Problem: Return the listing below exactly, with the pictures dropped.

Provided material:
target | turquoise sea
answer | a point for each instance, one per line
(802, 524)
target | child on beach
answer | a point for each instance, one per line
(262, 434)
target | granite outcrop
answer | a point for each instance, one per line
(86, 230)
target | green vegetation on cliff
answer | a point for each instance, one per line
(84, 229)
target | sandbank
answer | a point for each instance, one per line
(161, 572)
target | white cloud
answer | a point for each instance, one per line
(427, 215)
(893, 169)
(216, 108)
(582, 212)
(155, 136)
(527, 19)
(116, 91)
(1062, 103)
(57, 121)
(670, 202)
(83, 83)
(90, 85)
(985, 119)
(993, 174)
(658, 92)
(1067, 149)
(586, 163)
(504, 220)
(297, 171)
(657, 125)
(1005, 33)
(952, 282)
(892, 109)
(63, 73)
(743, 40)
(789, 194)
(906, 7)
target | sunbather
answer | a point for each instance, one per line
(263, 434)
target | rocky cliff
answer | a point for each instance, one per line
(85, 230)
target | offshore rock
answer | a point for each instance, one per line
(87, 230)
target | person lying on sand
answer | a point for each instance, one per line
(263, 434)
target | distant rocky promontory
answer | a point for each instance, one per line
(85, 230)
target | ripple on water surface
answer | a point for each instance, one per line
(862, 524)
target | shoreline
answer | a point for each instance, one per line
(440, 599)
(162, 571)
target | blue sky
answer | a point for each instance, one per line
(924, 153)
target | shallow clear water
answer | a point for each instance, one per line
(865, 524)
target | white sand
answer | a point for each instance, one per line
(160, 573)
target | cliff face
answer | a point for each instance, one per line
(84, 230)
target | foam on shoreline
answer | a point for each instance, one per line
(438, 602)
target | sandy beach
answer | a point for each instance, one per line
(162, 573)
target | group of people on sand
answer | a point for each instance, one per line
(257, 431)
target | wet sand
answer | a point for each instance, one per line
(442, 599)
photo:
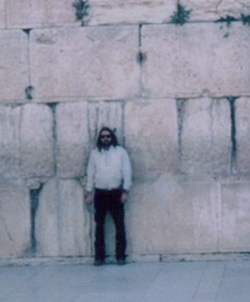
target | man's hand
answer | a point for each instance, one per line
(88, 198)
(124, 197)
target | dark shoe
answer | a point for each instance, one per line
(121, 261)
(98, 262)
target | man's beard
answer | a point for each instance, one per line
(106, 144)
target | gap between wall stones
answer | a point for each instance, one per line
(54, 134)
(231, 101)
(34, 205)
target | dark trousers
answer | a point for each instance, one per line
(109, 201)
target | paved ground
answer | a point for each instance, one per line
(206, 281)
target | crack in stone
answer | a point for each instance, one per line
(180, 113)
(233, 134)
(34, 205)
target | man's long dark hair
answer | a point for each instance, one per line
(114, 141)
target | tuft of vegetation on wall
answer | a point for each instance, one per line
(82, 10)
(181, 16)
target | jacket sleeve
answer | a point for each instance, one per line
(126, 171)
(91, 169)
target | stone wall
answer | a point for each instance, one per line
(178, 96)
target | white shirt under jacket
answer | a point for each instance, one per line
(109, 169)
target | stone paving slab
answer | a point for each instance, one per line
(216, 281)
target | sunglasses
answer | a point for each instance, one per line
(108, 136)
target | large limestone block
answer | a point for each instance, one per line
(36, 135)
(2, 14)
(38, 13)
(196, 59)
(108, 114)
(235, 223)
(62, 223)
(206, 136)
(14, 220)
(13, 65)
(72, 139)
(97, 63)
(167, 215)
(242, 111)
(151, 133)
(130, 11)
(9, 142)
(205, 10)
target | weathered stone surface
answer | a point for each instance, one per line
(235, 223)
(72, 139)
(36, 135)
(9, 142)
(131, 11)
(26, 13)
(151, 133)
(170, 215)
(14, 220)
(62, 223)
(108, 114)
(13, 65)
(38, 13)
(98, 63)
(195, 59)
(243, 134)
(206, 136)
(215, 9)
(60, 12)
(2, 14)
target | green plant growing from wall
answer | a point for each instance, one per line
(245, 19)
(28, 91)
(181, 16)
(82, 10)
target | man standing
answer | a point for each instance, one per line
(109, 181)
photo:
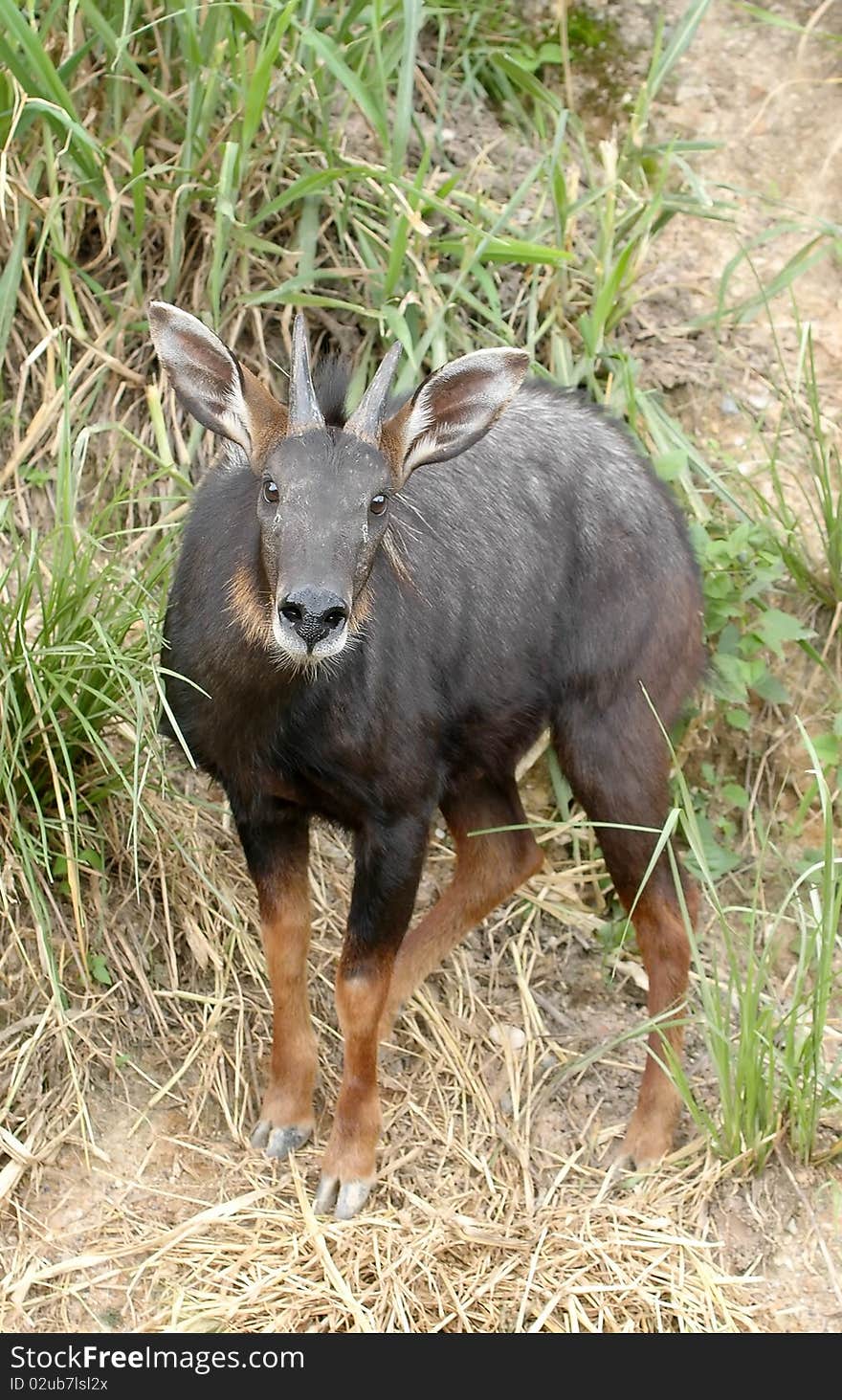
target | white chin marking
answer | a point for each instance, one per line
(296, 650)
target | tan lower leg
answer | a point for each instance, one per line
(666, 956)
(360, 997)
(488, 868)
(284, 912)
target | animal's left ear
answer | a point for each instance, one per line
(452, 409)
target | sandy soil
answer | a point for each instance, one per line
(178, 1170)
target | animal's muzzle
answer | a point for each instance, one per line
(314, 613)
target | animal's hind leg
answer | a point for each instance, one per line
(617, 764)
(488, 868)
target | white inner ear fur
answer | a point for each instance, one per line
(203, 372)
(429, 430)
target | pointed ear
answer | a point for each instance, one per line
(452, 409)
(211, 384)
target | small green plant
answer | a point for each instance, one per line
(775, 1064)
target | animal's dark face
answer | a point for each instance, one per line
(323, 493)
(323, 508)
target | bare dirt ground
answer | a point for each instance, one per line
(493, 1167)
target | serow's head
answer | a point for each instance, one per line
(323, 495)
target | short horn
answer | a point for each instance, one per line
(366, 417)
(303, 407)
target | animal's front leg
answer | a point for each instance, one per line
(389, 860)
(277, 853)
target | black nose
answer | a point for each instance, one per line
(314, 613)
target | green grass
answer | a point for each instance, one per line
(405, 171)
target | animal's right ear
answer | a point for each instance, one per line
(211, 384)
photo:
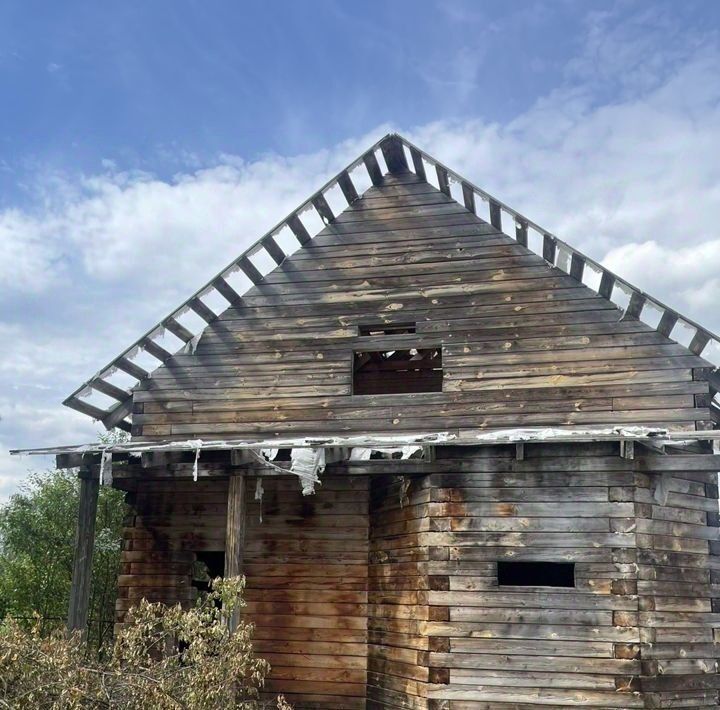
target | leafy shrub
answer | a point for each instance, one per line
(163, 657)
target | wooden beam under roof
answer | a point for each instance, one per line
(394, 154)
(373, 167)
(348, 187)
(323, 208)
(206, 313)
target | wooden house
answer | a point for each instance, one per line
(462, 465)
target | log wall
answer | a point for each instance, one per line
(398, 671)
(306, 569)
(637, 628)
(381, 591)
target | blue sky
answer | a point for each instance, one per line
(174, 133)
(152, 84)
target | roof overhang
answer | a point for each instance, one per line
(393, 154)
(86, 454)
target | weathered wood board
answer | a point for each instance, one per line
(523, 343)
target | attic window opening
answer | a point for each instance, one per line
(536, 574)
(397, 371)
(386, 329)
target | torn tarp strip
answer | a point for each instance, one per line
(197, 445)
(306, 465)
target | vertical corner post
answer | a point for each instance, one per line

Written answer:
target | turquoise sea
answer | a point for each instance, one per line
(802, 524)
target | child on beach
answer | a point for each instance, one per line
(262, 434)
target | granite outcrop
answer | a point for each instance, one per line
(86, 230)
target | green vegetation on cliff
answer | a point for each instance, one per line
(84, 229)
target | sandbank
answer | a point for each instance, one per line
(161, 572)
target | white cloud
answer | a point for each instance, one per line
(427, 215)
(893, 169)
(216, 108)
(582, 212)
(155, 136)
(527, 19)
(116, 91)
(1062, 103)
(57, 121)
(670, 202)
(83, 83)
(90, 85)
(985, 119)
(993, 174)
(658, 92)
(1067, 149)
(586, 163)
(504, 220)
(297, 171)
(657, 125)
(1005, 33)
(952, 282)
(892, 109)
(63, 73)
(743, 40)
(789, 194)
(906, 7)
target | sunbather
answer | a point for each instance, one per line
(263, 434)
target | rocky cliff
answer | a point for each instance, one per line
(85, 230)
target | offshore rock
answer | a point for each instance, one per line
(87, 230)
target | person lying on sand
answer | a point for each instance, one per line
(263, 434)
target | distant rocky promontory
answer | a point for each instance, one per line
(85, 230)
target | ripple on water surface
answer | a point for each instance, one per line
(862, 524)
target | shoreline
answer | a point for each instance, one per line
(440, 599)
(162, 571)
target | blue sky
answer | a point for each instance, one per line
(924, 153)
target | shallow clear water
answer | a point for each instance, one per line
(865, 524)
target | white sand
answer | a point for each instance, one per line
(160, 573)
target | cliff face
answer | a point for each instance, one per line
(84, 230)
target | foam on shoreline
answer | a point for each instance, one per line
(438, 602)
target | sandy beach
answer | a point for each instance, one per line
(162, 573)
target | group of people on sand
answer | a point for each instance, one per line
(257, 431)
target | wet sand
answer | a point for each instance, one per line
(442, 599)
photo:
target | man's hand
answer | a point for each instance, one per line
(88, 198)
(124, 197)
target | dark shoe
answer | a point for each instance, one per line
(121, 261)
(98, 262)
target | man's beard
answer | a point for each instance, one per line
(106, 144)
target | gap between wall stones
answer | a point for each instance, one per line
(54, 134)
(231, 101)
(34, 205)
target | dark trousers
answer | a point for each instance, one per line
(109, 201)
target | paved ground
answer | a point for each instance, one per line
(206, 281)
target | crack in stone
answer | a point for each instance, one per line
(180, 113)
(233, 134)
(34, 205)
target | man's long dark hair
answer | a point for each instance, one per line
(114, 141)
target | tuft of vegetation on wall
answer | a point for each instance, one per line
(82, 10)
(181, 16)
target | jacket sleeve
answer | a point for each instance, one per line
(126, 171)
(91, 169)
target | stone wall
answer | a point for each instance, one per line
(178, 96)
target | white shirt under jacket
answer | a point for each instance, one per line
(109, 169)
target | stone paving slab
answer | a point for each instance, one per line
(216, 281)
target | sunglasses
answer | a point for each instance, one per line
(108, 136)
target | large limestone block
answer | a point for each instance, one per line
(36, 135)
(2, 14)
(38, 13)
(196, 59)
(108, 114)
(235, 223)
(62, 223)
(206, 136)
(14, 220)
(13, 65)
(72, 139)
(97, 63)
(167, 215)
(242, 111)
(151, 133)
(130, 11)
(9, 142)
(205, 10)
target | weathered stone surface
answer | a point for each instance, one per line
(235, 223)
(72, 139)
(36, 135)
(9, 142)
(131, 11)
(26, 13)
(151, 133)
(170, 215)
(14, 220)
(62, 223)
(108, 114)
(13, 65)
(38, 13)
(98, 63)
(195, 59)
(243, 134)
(206, 136)
(215, 9)
(60, 12)
(2, 14)
target | green plant growing from wall
answer | a point for each instance, one per line
(245, 19)
(28, 91)
(181, 16)
(82, 10)
target | man standing
answer | a point for each instance, one per line
(109, 181)
photo:
target | white chin marking
answer | a point for each instance, one per line
(296, 650)
target | tan lower leg
answer | a point for each instance, one per line
(666, 956)
(360, 997)
(488, 868)
(284, 912)
target | animal's left ear
answer | a point for each instance, one per line
(452, 409)
target | sandy soil
answer | a point for each instance, one per line
(178, 1170)
target | animal's muzzle
answer | a point for each instance, one per line
(314, 613)
target | animal's hind leg
answer | a point for each instance, one per line
(617, 764)
(488, 868)
target | white inner ear fur
answer | a point for each instance, one per line
(203, 372)
(429, 430)
target | pointed ear
answer | a point for each instance, one per line
(452, 409)
(211, 384)
target | small green plant
answer | a point for each instance, one per line
(775, 1064)
target | animal's dark face
answer | a point for each instance, one per line
(323, 493)
(323, 508)
target | bare dirt ground
answer | a point for each instance, one per line
(493, 1167)
target | serow's head
answer | a point for each instance, one per line
(323, 495)
target | short horn
answer | a point for each instance, one per line
(366, 417)
(303, 407)
target | animal's front leg
answer | a point for each instance, one per line
(389, 860)
(277, 853)
target | black nose
answer | a point for each instance, one per line
(314, 613)
target | green grass
answer | a point for each instance, one per line
(405, 171)
target | animal's right ear
answer | a point for each instance, one per line
(211, 384)
photo:
target | leafy shrub
answer | a point for each instance, one per line
(163, 657)
target | wooden beam under roof
answer | a point for each instance, one per line
(394, 154)
(373, 167)
(348, 187)
(323, 208)
(206, 313)
target | wooden house
answer | a point for each instance, one per line
(462, 465)
target | log wall
answer | a point for each instance, one per line
(398, 671)
(306, 569)
(637, 628)
(381, 591)
target | blue sky
answer | a point for each instance, one per line
(174, 133)
(152, 84)
target | roof overhang
answer | a point for each instance, one per line
(393, 154)
(86, 454)
target | weathered wood board
answer | a point for each instance, one per line
(523, 343)
target | attic window opening
answer | a point for each instance, one per line
(536, 574)
(397, 371)
(386, 329)
target | torn tarp strip
answer | a point for each instance, one per line
(197, 445)
(306, 465)
target | vertical corner post
answer | a point for each instance, one per line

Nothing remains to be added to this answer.